### [WHAT IS EXPECTED]
What lines in the entries below contain the word "street"? Copy all of them.

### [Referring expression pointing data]
===============
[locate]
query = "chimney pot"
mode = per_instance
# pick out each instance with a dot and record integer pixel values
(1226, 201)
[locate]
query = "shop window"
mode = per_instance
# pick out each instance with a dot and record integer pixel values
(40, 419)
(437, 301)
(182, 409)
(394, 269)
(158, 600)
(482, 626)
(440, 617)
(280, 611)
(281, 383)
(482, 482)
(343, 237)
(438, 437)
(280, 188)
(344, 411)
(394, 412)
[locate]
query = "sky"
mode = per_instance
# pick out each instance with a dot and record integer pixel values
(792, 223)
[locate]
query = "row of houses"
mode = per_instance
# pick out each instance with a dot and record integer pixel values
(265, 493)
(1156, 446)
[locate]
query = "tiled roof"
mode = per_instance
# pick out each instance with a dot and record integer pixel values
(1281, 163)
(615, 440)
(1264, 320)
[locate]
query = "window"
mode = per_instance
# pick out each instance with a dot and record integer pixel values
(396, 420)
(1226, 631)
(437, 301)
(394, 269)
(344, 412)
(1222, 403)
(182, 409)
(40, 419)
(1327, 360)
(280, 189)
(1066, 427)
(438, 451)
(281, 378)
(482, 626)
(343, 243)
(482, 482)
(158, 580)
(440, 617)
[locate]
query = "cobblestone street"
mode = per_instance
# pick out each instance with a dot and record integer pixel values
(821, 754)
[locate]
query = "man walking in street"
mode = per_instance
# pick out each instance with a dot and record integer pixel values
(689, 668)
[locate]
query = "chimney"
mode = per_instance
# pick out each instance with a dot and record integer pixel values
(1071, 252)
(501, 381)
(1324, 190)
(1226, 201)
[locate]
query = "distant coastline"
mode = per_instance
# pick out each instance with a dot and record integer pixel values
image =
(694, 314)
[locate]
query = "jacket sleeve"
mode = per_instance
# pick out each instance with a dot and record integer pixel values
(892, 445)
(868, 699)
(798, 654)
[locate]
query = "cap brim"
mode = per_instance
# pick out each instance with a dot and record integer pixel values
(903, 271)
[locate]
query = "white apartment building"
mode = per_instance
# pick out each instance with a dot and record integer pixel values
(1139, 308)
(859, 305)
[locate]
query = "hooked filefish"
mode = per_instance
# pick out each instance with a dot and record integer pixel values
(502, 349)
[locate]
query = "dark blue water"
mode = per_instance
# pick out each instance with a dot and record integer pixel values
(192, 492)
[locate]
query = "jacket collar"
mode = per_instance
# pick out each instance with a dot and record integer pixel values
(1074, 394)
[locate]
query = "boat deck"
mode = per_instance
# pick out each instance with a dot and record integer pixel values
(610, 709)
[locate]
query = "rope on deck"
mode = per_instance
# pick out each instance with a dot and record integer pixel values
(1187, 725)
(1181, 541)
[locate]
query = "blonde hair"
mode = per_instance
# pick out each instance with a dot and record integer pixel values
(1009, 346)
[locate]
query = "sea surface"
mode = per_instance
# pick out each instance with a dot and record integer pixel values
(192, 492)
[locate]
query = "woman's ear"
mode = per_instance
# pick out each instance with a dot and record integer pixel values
===============
### [SOLUTION BELOW]
query = "cobblestone street"
query = "man walking in street"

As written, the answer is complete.